## Task directions
Would you show every line from the records that holds "below"?
___ Source material
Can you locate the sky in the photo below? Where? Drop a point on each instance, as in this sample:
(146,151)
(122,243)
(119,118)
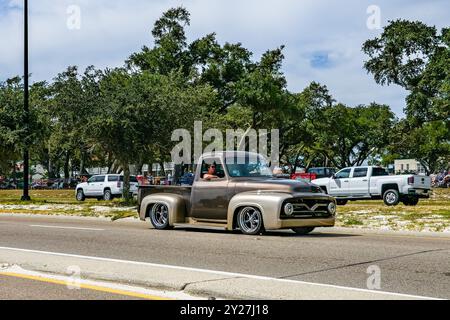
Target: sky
(322,39)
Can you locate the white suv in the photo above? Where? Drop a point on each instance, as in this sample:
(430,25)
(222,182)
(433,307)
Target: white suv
(104,187)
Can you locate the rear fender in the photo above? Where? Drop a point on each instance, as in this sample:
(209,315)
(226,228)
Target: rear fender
(175,203)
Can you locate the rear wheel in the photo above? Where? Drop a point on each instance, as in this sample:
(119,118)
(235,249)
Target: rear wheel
(80,195)
(159,216)
(391,197)
(107,195)
(341,202)
(303,230)
(250,221)
(410,201)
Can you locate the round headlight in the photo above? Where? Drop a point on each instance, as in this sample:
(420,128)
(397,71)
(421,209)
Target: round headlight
(289,209)
(332,208)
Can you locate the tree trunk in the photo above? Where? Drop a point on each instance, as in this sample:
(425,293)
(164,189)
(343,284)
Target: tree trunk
(126,182)
(163,172)
(66,167)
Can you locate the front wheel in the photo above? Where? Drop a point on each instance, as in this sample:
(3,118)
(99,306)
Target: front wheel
(107,195)
(410,201)
(159,216)
(250,221)
(80,195)
(391,197)
(303,230)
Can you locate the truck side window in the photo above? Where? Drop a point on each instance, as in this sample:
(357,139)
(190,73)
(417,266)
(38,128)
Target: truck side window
(218,169)
(360,172)
(378,172)
(100,179)
(343,174)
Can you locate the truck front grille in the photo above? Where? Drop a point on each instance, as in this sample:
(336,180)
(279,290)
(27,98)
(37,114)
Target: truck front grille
(307,208)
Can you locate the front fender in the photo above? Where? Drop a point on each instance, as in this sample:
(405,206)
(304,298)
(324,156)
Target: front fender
(174,202)
(269,203)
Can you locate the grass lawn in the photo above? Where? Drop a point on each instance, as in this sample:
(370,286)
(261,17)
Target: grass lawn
(429,215)
(63,202)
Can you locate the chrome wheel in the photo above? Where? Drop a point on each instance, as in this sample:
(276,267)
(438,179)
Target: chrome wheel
(250,220)
(80,195)
(107,196)
(391,197)
(160,216)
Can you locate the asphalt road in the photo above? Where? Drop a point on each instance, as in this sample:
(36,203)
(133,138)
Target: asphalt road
(14,288)
(416,265)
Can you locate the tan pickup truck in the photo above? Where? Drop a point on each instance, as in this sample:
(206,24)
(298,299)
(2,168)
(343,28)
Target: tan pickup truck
(236,190)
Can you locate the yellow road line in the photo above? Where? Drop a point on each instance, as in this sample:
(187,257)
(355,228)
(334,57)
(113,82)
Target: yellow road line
(85,286)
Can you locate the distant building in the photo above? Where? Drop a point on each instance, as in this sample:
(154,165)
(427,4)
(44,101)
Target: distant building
(408,165)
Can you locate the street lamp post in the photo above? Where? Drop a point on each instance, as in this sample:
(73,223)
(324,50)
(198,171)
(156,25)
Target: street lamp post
(26,109)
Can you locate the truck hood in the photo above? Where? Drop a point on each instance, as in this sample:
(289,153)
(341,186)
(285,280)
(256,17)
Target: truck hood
(274,184)
(321,181)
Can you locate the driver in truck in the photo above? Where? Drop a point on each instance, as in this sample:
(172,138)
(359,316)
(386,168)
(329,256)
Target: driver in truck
(211,172)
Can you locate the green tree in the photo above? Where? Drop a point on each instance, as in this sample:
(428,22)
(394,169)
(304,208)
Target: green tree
(414,56)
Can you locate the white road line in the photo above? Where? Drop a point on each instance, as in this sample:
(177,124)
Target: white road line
(60,227)
(224,273)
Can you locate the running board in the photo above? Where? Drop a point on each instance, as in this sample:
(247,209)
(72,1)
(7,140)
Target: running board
(206,226)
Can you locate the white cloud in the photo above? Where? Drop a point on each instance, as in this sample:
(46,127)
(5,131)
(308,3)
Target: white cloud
(111,30)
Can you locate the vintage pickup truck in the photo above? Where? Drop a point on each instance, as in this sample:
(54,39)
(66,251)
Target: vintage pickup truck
(236,190)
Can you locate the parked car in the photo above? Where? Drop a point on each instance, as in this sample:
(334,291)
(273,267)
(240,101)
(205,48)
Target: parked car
(104,187)
(230,194)
(314,173)
(360,183)
(322,172)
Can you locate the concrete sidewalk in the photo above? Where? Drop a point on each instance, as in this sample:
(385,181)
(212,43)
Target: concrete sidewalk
(189,281)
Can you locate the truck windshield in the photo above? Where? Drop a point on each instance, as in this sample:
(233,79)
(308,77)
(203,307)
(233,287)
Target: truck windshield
(248,167)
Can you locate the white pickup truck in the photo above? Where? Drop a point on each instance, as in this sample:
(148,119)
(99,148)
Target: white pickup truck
(104,187)
(359,183)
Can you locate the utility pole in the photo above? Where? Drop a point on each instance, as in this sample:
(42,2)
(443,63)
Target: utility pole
(26,110)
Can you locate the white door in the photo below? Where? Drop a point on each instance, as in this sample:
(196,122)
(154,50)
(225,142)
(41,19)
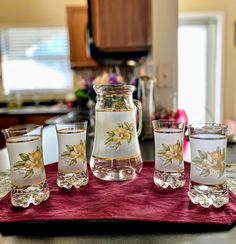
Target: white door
(199,81)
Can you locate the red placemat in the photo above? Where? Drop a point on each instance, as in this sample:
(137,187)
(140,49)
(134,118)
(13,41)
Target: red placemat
(137,200)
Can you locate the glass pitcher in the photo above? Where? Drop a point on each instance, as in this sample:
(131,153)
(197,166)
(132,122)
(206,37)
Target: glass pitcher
(116,153)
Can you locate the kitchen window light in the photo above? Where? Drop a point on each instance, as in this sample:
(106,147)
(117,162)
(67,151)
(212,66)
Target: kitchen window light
(35,59)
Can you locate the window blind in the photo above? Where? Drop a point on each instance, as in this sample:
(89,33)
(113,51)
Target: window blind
(35,59)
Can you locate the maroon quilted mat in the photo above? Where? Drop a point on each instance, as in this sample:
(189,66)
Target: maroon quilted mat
(137,200)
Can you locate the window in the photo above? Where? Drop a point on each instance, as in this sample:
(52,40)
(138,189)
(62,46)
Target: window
(35,59)
(200,67)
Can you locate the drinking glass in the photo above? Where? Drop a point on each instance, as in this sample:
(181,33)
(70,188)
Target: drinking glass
(169,164)
(28,179)
(207,176)
(72,165)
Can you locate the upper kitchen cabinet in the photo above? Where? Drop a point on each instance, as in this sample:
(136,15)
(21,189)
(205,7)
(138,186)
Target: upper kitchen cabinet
(120,25)
(77,21)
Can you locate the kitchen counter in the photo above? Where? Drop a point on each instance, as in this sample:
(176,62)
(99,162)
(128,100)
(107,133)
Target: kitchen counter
(114,231)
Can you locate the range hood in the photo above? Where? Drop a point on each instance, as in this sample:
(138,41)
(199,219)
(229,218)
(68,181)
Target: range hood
(106,55)
(114,58)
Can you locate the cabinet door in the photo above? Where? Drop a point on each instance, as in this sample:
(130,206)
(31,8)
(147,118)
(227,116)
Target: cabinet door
(121,24)
(77,20)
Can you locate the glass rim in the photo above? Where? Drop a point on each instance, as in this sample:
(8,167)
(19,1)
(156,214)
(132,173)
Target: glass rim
(22,128)
(83,122)
(207,125)
(114,88)
(167,121)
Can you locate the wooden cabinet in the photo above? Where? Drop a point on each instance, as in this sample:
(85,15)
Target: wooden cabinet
(121,24)
(77,20)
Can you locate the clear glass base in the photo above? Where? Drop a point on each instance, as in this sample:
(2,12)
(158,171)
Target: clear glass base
(116,169)
(169,179)
(208,195)
(75,179)
(32,194)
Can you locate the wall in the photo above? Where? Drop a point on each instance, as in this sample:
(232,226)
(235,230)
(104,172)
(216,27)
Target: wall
(228,7)
(164,49)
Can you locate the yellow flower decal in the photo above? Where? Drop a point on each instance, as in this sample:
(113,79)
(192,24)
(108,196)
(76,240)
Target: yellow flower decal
(116,137)
(30,162)
(75,153)
(171,152)
(208,161)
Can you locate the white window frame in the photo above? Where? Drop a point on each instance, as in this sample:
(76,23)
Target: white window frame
(215,74)
(38,94)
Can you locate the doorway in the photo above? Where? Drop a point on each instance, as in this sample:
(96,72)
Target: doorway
(200,66)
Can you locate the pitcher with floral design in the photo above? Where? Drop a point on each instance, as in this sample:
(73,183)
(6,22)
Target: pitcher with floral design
(28,179)
(116,153)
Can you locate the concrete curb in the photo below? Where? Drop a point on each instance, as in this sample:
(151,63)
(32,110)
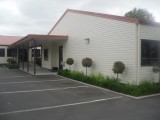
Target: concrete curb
(133,97)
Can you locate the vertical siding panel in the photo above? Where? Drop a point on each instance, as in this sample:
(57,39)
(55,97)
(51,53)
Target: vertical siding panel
(110,41)
(150,33)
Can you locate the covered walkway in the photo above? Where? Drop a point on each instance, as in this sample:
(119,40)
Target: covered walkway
(39,69)
(26,52)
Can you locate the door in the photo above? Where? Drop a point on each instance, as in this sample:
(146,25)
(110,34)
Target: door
(60,57)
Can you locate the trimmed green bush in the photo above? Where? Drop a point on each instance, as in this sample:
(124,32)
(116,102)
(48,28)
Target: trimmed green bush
(69,62)
(144,88)
(156,69)
(118,68)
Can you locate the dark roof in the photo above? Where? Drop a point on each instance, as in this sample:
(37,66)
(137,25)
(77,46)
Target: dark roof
(39,37)
(8,40)
(108,16)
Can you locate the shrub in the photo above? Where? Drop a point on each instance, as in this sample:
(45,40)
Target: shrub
(11,61)
(156,69)
(87,62)
(69,62)
(118,67)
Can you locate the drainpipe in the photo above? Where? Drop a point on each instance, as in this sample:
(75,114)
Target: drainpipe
(28,57)
(138,53)
(23,57)
(34,57)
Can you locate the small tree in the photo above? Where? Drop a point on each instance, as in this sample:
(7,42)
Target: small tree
(69,62)
(87,62)
(118,68)
(156,69)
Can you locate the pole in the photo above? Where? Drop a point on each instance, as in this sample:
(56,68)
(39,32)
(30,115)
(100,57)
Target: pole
(34,57)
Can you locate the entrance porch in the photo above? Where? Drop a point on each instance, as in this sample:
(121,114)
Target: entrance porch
(39,54)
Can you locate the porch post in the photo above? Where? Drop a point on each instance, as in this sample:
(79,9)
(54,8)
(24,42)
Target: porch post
(34,57)
(18,63)
(28,57)
(23,57)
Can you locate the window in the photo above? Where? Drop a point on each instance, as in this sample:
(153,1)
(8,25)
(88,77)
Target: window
(150,52)
(37,51)
(11,52)
(45,54)
(2,52)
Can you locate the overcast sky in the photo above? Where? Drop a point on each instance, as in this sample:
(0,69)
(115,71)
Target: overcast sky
(22,17)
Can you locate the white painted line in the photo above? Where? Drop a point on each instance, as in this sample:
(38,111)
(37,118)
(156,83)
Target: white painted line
(27,91)
(16,76)
(60,106)
(3,83)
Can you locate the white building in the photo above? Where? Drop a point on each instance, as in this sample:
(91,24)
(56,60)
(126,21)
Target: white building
(5,41)
(104,38)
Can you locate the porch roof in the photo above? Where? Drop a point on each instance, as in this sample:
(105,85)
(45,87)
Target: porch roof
(38,37)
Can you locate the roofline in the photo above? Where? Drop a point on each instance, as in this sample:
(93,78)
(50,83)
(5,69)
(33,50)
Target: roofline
(101,15)
(3,45)
(30,37)
(108,16)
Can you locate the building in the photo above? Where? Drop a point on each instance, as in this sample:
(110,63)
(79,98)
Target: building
(104,38)
(5,41)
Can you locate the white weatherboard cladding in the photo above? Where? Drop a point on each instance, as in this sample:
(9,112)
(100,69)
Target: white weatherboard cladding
(4,59)
(150,33)
(110,41)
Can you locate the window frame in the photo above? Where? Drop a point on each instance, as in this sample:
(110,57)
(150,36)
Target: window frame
(46,51)
(150,56)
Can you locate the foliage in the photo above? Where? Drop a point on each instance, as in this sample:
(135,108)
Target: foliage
(156,69)
(11,61)
(87,62)
(69,61)
(118,67)
(11,66)
(140,13)
(145,87)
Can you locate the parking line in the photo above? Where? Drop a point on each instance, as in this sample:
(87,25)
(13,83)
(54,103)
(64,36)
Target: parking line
(27,91)
(60,106)
(3,83)
(16,76)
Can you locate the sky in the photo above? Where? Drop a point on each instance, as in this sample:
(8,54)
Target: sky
(23,17)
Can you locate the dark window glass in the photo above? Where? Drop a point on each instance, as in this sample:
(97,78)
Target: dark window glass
(37,51)
(150,52)
(2,52)
(11,52)
(45,54)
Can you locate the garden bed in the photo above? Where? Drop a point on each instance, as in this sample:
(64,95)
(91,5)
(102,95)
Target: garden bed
(144,88)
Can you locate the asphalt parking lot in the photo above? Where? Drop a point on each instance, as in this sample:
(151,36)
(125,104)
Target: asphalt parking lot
(50,97)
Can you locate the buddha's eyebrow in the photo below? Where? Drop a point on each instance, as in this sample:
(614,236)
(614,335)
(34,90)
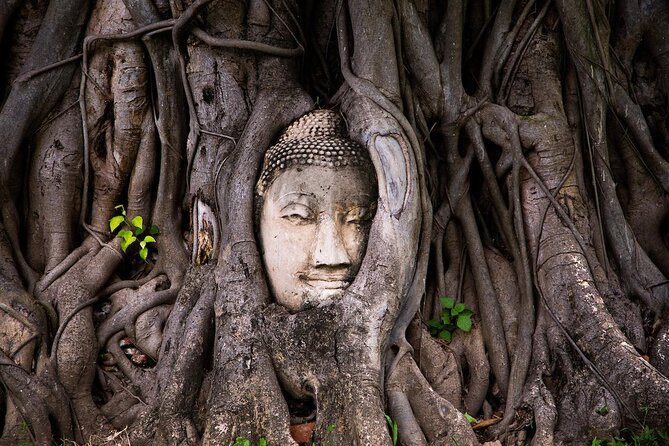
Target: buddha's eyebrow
(299,194)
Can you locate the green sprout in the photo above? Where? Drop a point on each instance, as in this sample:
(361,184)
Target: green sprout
(452,316)
(135,232)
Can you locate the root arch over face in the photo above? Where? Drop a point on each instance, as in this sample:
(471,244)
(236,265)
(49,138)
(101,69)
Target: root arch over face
(519,155)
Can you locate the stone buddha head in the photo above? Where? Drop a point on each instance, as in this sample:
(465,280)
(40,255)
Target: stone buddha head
(316,199)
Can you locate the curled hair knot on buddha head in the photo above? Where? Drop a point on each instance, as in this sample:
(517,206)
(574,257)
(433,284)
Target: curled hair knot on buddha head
(318,138)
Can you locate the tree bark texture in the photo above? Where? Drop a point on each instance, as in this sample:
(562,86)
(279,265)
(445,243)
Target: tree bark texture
(520,149)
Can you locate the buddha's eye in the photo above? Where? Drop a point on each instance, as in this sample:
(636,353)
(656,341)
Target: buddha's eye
(360,215)
(298,214)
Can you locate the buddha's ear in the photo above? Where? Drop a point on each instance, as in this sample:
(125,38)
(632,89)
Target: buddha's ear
(397,238)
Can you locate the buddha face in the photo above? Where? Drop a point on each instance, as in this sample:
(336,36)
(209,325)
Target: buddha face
(314,225)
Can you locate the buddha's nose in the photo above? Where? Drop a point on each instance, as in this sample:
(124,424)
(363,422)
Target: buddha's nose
(329,246)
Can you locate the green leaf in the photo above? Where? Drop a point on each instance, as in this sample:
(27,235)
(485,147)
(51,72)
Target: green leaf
(127,242)
(459,308)
(602,410)
(138,222)
(464,323)
(115,222)
(447,302)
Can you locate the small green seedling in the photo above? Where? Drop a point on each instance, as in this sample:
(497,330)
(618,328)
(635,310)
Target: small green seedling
(452,316)
(470,419)
(602,410)
(241,441)
(136,229)
(392,426)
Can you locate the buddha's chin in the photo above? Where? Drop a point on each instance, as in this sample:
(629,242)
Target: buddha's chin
(313,297)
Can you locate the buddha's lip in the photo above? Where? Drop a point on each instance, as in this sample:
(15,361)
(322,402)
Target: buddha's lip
(328,284)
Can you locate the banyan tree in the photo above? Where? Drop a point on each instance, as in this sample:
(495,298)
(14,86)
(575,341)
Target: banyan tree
(240,220)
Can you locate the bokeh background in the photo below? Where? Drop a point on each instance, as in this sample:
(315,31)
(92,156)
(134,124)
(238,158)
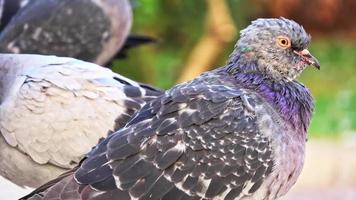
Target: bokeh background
(195,36)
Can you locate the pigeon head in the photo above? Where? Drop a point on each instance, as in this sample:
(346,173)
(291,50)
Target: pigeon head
(277,47)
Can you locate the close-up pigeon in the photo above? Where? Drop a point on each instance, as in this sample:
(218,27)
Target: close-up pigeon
(236,132)
(88,30)
(53,110)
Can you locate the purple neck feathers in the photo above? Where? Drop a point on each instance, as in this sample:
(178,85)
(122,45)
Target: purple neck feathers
(292,99)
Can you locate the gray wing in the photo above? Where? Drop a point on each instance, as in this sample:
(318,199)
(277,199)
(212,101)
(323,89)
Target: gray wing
(85,29)
(194,142)
(54,110)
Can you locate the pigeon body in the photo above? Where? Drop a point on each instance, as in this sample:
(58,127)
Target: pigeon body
(89,30)
(237,132)
(53,110)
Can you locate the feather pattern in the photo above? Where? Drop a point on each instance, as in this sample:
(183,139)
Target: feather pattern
(236,132)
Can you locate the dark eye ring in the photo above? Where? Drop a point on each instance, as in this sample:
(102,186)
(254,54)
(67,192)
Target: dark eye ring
(283,42)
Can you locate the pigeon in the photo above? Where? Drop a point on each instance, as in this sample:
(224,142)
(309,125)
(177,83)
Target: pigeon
(88,30)
(54,109)
(236,132)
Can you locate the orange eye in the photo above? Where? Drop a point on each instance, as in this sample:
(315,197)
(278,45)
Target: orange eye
(283,42)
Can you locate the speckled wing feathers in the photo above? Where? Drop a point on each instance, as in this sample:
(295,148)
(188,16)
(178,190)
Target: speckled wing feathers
(58,108)
(193,142)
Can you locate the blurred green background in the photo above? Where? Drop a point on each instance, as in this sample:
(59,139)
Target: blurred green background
(179,25)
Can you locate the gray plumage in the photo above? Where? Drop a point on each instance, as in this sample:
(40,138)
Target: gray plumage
(237,132)
(89,30)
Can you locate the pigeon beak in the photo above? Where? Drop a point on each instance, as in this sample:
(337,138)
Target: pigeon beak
(308,58)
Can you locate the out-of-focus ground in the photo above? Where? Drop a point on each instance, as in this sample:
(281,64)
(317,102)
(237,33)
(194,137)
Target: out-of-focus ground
(328,174)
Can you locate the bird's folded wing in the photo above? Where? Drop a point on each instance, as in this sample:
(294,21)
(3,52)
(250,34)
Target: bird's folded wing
(201,141)
(60,110)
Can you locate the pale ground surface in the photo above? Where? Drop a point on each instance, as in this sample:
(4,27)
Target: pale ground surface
(329,174)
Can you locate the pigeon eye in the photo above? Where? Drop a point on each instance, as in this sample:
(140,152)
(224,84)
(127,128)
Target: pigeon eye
(283,42)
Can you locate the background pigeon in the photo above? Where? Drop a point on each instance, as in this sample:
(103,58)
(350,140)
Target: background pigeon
(237,132)
(53,110)
(85,29)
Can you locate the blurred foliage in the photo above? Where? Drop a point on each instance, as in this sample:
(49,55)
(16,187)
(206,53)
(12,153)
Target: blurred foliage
(179,24)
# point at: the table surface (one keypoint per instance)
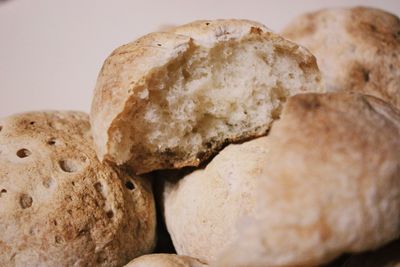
(51, 50)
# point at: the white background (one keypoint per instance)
(51, 50)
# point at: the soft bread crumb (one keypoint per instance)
(206, 95)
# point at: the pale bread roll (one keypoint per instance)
(325, 181)
(356, 48)
(173, 99)
(165, 260)
(59, 206)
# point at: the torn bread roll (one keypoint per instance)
(173, 99)
(165, 260)
(325, 181)
(356, 48)
(59, 206)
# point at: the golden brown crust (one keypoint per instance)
(165, 260)
(357, 49)
(118, 97)
(59, 206)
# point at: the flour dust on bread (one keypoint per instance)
(325, 181)
(356, 48)
(59, 206)
(172, 99)
(165, 260)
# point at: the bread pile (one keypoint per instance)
(256, 156)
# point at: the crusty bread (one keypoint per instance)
(165, 260)
(172, 99)
(325, 181)
(387, 256)
(356, 48)
(59, 206)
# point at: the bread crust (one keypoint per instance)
(357, 49)
(325, 181)
(165, 260)
(119, 94)
(59, 206)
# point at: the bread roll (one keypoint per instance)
(356, 48)
(173, 99)
(165, 260)
(59, 206)
(325, 181)
(387, 256)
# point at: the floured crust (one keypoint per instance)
(331, 186)
(357, 49)
(59, 206)
(120, 92)
(325, 181)
(165, 260)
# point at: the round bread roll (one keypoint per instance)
(173, 99)
(59, 206)
(165, 260)
(356, 48)
(325, 181)
(387, 256)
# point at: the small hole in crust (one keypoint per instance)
(25, 201)
(110, 214)
(23, 153)
(51, 142)
(47, 182)
(58, 239)
(69, 165)
(129, 185)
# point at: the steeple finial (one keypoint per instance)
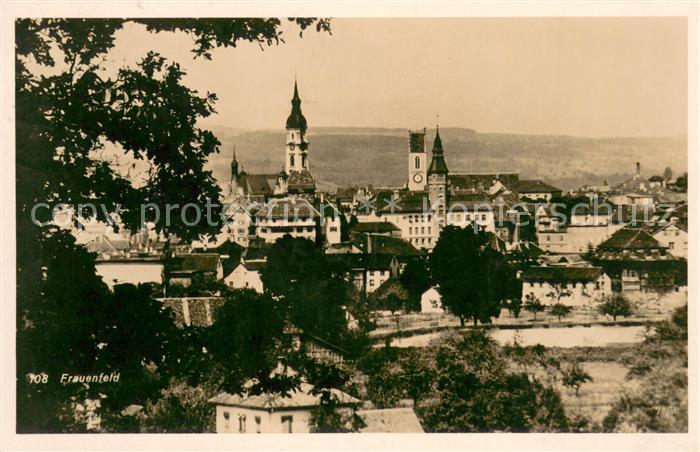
______
## Solution to the problem
Can you locate the sky in the photo below? Where? Drop a point on each instance, as in this sample:
Can you locate the white door in the photo below? Where? Drop a point on each instance, as in this sample:
Can you locate the concrete curb in the photo below? Where? Drop a point on each instance, as in this sample:
Can you locate the buddha's eyebrow in the photo below? Where? Drop a point on each instance, as in this sample:
Can you locate the bokeh background in the photo below? Where? Drop a point on each instance, as in this sample:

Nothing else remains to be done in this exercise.